• [TEXT PROVIDED]:
If the government were at all serious about responding to the productivity failings, these are sorts of imbalances they’d be instructing the Productivity Commission to investigate and make sense of.

A woefully weak tradables sector

The GDP numbers came out last week.   The media commentary, such as it was, seemed quite relaxed about the numbers (politicians’ attention was elsewhere) with a “not too bad” sense.  But here is a chart of the annual average percentage growth in real per capita GDP.

RGDP aapc

It has now been more than 18 months since the annual average growth rate was above 1 per cent.  That is the worst run of per capita GDP growth, outside recession periods, we’ve had in the three decades for which we have data.    It is the Labour/New Zealand First watch now, but the slowdown was well underway towards the end of the previous government’s term (0.8 per cent annual growth for the year to September 2017).

It has, it seems, been quite a few quarters since I last updated my chart showing an (indicative) split between the tradables and non-tradables sectors of the economy.  Here it is, in real per capita terms.

T and NT to Dec 18

Per capita growth in the tradables sector isn’t doing too badly at all (although even there, the growth rates are a bit lower than they were in the mid-90 to mid 00s period).   But what of the tradables sector indicator (recall that this is agriculture, forestry, fishing, mining, manufacturing, together with exports of services)?    The latest observation is 7 per cent lower than the peak, itself reached more than 14 years ago.     Growth in the GDP contribution of these sectors has been about 1 per cent, in total, in the 18 years from the end of 2000.

• [SHORT PROBLEM]:
List each sector or activity that the text on per capita GDP growth includes in its tradables sector indicator.

• [GIVEN DATA]:
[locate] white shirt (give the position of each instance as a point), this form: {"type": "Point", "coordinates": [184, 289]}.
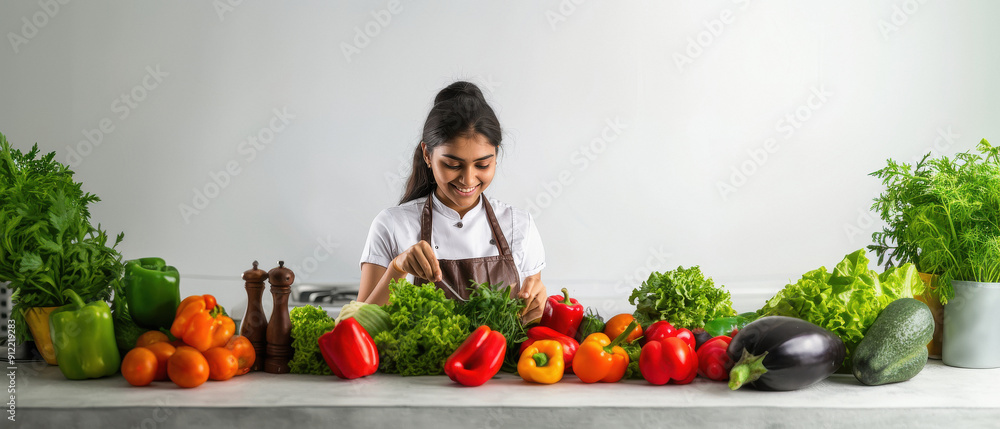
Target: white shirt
{"type": "Point", "coordinates": [397, 228]}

• [FINAL RESULT]:
- agriculture
- forestry
- fishing
- mining
- manufacturing
- exports of services